TASK ITEM: Write out exactly every line from the one containing "Target: small outbuilding" through the final line of the material below, both included. Pictures are to be skipped.

──────── EXCERPTED DATA ────────

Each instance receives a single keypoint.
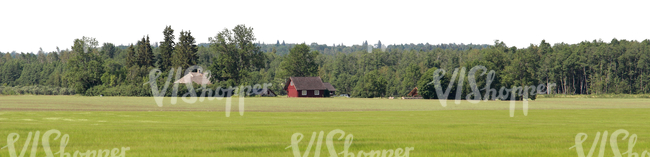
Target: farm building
(195, 77)
(306, 87)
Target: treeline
(234, 57)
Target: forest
(234, 58)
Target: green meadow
(267, 125)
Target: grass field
(202, 129)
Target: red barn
(305, 87)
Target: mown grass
(201, 129)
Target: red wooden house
(305, 87)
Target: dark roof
(306, 83)
(329, 87)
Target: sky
(26, 26)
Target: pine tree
(131, 58)
(167, 49)
(144, 52)
(185, 51)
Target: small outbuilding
(306, 87)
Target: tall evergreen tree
(145, 53)
(185, 51)
(131, 58)
(301, 62)
(238, 55)
(167, 49)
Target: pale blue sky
(27, 25)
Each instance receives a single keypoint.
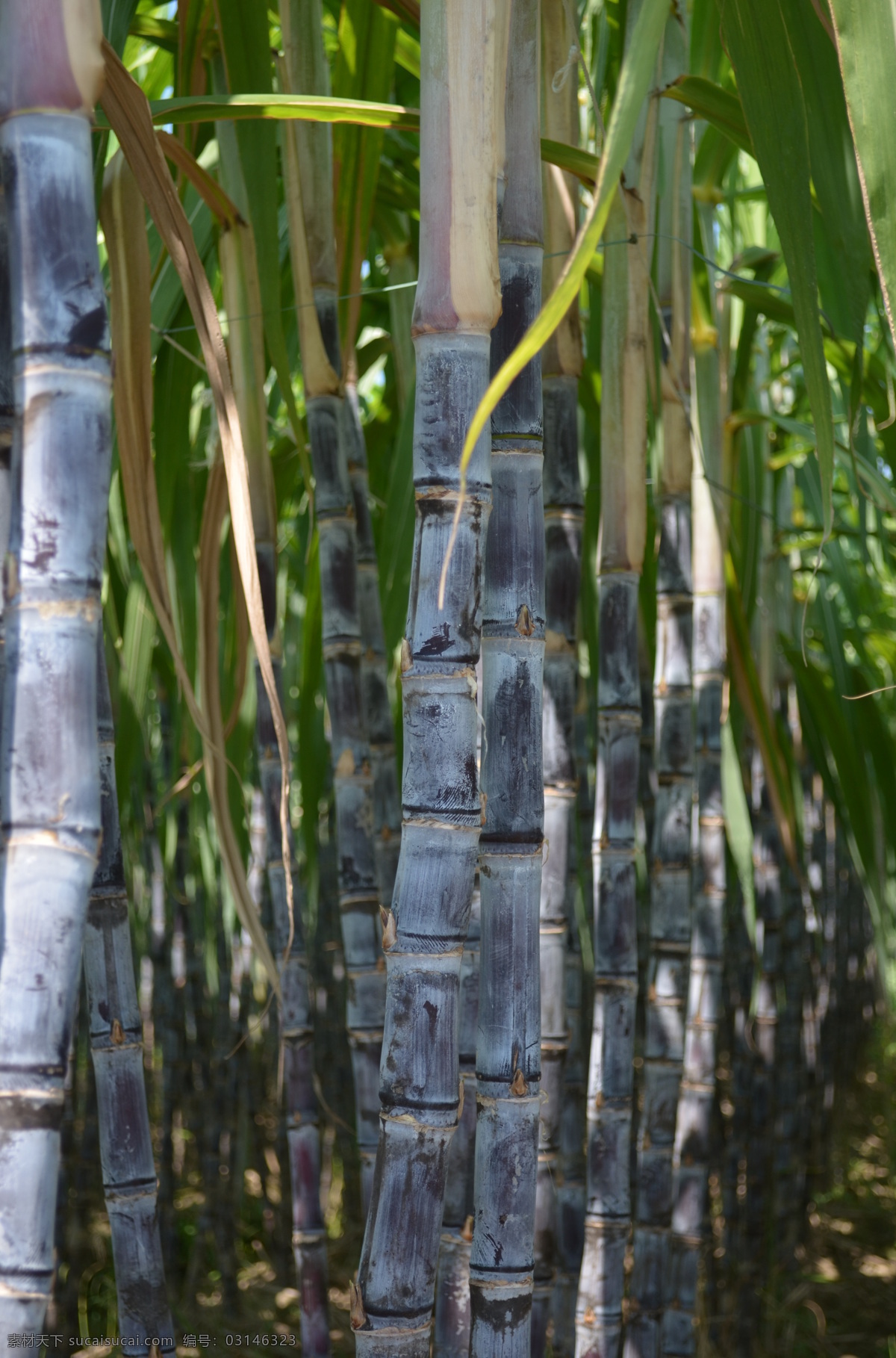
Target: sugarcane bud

────────

TASK ANSWER:
Target: small outbuilding
(306, 87)
Target: tall evergreen tree
(145, 53)
(185, 51)
(131, 58)
(301, 62)
(238, 55)
(167, 49)
Target: pale blue sky
(27, 25)
Each instance receives a single keypoint.
Target: sugarcane bud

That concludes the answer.